* **Material provided**
++++++++++++++++++++
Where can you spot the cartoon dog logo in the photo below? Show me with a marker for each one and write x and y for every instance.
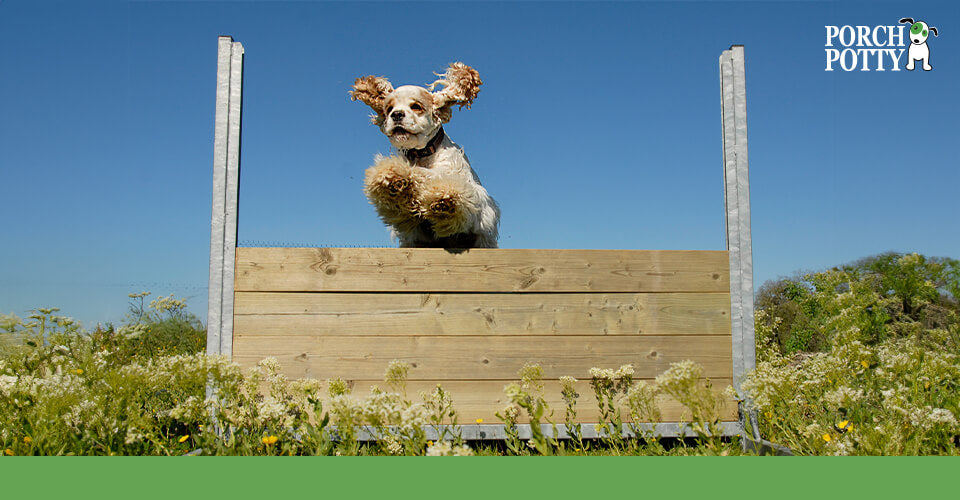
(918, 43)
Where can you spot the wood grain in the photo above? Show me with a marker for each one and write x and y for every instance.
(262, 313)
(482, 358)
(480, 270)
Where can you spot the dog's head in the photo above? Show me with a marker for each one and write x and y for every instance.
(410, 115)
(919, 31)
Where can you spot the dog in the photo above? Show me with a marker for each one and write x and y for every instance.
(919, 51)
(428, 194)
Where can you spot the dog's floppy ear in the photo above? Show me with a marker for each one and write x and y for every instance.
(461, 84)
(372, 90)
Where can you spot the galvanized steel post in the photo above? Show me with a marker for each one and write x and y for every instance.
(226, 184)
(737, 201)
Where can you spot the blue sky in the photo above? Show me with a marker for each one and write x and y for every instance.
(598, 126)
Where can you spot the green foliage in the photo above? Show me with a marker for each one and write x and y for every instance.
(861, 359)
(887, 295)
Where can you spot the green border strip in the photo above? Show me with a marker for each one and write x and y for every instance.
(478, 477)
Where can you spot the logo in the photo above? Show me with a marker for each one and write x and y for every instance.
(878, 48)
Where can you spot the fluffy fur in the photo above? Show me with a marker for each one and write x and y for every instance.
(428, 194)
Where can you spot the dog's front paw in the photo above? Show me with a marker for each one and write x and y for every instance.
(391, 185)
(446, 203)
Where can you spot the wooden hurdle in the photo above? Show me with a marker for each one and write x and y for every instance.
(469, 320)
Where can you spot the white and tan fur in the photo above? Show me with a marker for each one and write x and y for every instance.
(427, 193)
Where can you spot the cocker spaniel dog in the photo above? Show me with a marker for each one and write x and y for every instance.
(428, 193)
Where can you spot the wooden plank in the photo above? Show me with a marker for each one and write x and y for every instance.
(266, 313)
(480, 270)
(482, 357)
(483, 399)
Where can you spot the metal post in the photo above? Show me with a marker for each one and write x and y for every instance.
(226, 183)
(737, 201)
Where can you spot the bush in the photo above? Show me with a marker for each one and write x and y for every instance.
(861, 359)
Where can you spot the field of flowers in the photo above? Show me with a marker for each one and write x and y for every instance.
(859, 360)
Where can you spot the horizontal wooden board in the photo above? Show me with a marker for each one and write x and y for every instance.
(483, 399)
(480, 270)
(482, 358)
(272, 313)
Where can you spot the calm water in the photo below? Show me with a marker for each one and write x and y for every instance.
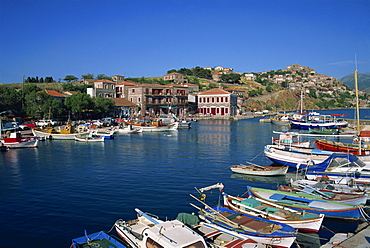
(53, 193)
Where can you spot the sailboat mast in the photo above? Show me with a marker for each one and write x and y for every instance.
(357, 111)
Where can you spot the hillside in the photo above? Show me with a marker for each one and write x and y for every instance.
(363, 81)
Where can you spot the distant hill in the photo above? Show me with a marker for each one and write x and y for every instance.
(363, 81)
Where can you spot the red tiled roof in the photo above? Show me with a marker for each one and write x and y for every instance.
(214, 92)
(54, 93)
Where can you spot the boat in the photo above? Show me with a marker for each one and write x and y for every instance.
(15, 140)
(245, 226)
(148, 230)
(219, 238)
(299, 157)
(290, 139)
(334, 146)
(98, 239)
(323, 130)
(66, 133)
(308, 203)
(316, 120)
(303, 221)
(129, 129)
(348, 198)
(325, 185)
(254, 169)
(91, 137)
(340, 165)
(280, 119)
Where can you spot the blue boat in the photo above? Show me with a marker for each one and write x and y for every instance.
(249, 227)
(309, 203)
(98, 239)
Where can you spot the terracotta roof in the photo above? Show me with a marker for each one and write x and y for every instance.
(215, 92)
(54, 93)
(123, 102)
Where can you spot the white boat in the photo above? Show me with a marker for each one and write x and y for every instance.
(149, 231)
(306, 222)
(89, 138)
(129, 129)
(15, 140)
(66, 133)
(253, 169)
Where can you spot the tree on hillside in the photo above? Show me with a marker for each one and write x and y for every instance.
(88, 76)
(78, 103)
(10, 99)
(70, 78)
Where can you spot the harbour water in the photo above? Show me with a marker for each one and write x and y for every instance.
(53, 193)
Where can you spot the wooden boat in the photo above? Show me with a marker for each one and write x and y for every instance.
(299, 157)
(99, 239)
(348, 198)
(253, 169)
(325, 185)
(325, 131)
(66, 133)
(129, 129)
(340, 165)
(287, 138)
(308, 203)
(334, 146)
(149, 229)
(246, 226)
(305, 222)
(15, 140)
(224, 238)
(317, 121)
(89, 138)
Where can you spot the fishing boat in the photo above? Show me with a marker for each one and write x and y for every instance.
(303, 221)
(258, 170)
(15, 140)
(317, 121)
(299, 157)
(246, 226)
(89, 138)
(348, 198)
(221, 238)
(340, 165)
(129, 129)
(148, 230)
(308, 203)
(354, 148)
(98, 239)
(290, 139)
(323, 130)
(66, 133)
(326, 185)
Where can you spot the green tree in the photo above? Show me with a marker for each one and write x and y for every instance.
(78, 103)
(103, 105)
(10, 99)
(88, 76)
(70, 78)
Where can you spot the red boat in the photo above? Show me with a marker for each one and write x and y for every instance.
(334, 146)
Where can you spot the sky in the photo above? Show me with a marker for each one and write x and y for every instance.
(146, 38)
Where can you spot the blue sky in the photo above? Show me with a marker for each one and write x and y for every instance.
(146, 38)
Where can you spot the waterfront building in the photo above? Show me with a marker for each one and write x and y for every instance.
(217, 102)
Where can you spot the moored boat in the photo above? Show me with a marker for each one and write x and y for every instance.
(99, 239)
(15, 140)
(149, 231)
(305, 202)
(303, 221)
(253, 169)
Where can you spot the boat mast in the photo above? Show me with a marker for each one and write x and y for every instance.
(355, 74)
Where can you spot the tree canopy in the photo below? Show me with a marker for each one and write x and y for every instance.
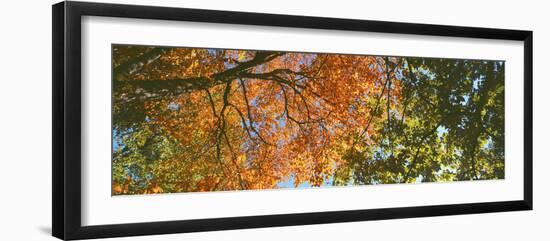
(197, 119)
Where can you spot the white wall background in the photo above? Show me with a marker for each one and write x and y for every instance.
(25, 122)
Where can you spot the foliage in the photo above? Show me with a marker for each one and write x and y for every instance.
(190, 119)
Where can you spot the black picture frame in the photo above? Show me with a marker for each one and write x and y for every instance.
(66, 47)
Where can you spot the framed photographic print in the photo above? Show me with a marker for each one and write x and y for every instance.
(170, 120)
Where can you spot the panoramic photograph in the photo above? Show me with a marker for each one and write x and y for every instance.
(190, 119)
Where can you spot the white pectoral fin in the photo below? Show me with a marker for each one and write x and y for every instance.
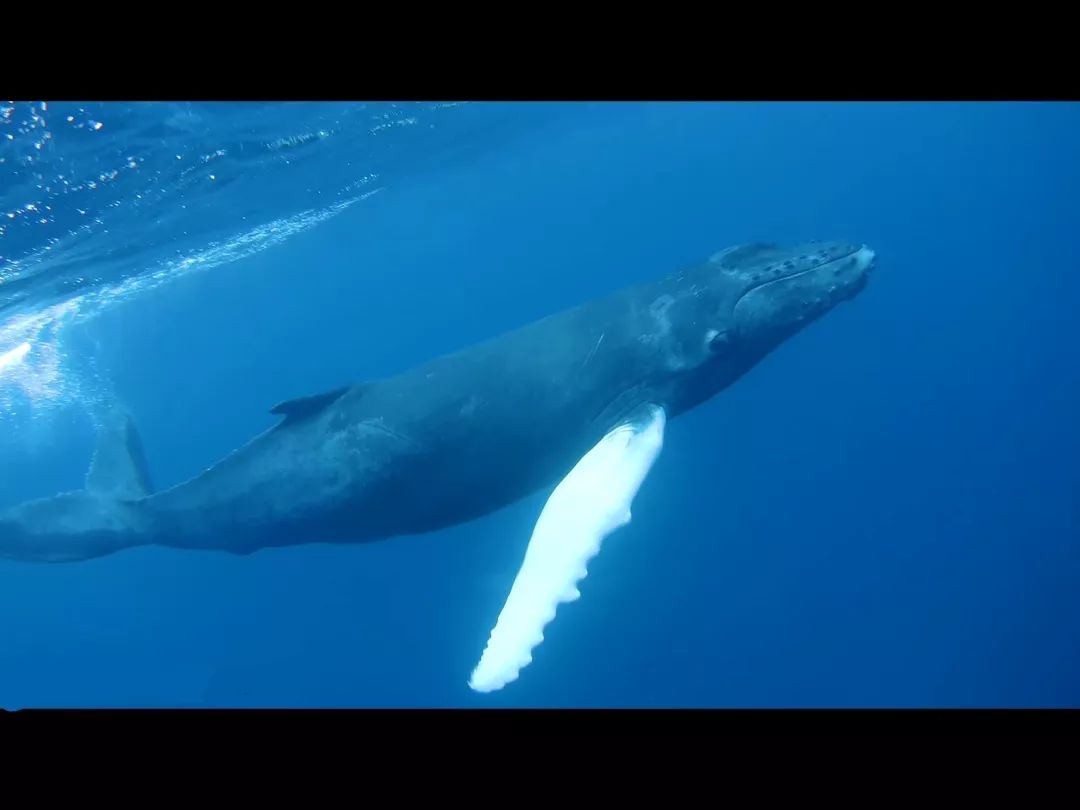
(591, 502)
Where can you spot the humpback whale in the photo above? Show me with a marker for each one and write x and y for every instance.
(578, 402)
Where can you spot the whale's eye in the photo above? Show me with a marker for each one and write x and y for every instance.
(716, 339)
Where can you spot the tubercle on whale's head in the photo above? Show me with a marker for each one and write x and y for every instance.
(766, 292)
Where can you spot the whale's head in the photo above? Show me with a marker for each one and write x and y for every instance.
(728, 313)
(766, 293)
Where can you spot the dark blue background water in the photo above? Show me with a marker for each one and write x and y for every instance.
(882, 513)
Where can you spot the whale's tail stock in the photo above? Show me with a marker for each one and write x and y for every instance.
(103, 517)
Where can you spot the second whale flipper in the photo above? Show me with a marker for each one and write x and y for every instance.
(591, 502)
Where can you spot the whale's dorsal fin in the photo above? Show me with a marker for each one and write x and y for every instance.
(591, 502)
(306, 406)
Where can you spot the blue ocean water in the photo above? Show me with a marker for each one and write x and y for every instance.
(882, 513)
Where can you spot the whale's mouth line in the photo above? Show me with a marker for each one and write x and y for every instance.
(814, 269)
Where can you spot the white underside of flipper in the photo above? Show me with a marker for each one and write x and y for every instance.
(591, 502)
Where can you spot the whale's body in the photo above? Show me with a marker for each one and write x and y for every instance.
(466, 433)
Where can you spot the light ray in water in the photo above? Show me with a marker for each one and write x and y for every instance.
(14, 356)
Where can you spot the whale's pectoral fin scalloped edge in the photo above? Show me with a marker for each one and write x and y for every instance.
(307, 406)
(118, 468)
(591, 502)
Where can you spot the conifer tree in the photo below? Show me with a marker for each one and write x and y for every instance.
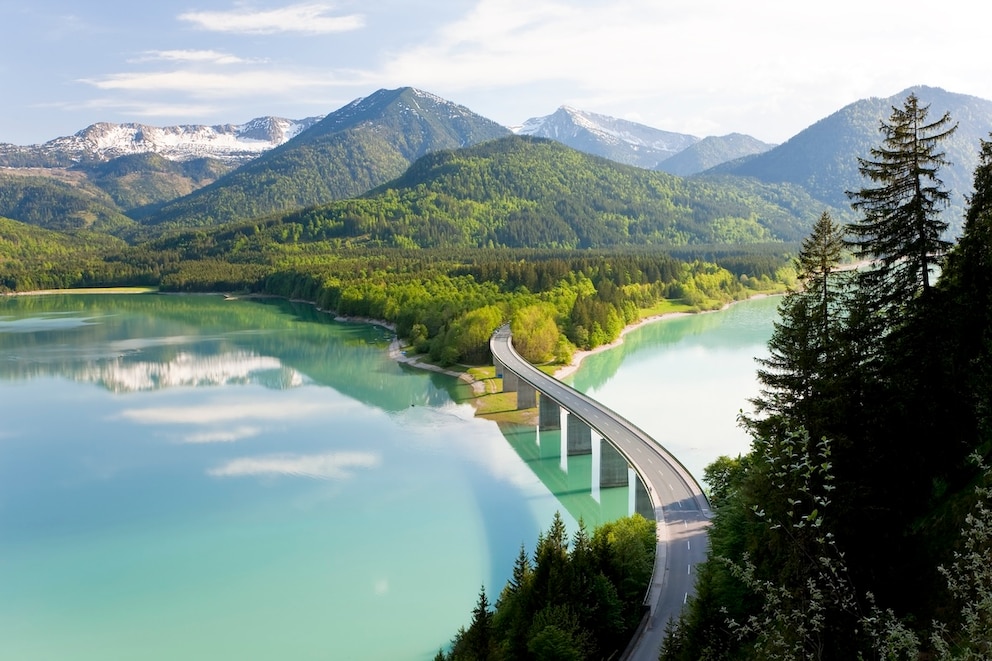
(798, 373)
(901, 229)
++++++++++++++++++++
* **Exercise**
Quote only the lines that start at the line holding "Where can you spot the white underside" and end at the last line of the entries, including both of those lines, and omit every picture.

* **Solution to this exercise**
Where can you spot the white underside of flipper in the photo above? Show me with a marker for each one and write x and y for every instance.
(591, 502)
Where can you spot the whale's body in the photo above? Show me with a marker for each one and write x and y for every instance.
(466, 433)
Where can you spot the light ray in water in the photo above? Show me with a marker for each one and write x and y for every instance.
(14, 356)
Where can you spot the whale's pectoral fin scalloped edge in the photo above? Show me with a marker for each one and write x and y for every instance.
(307, 406)
(118, 468)
(591, 502)
Where can you spot the conifer tree in the photo below? Show me with a marker for each one and write x and y for every instance.
(798, 373)
(901, 229)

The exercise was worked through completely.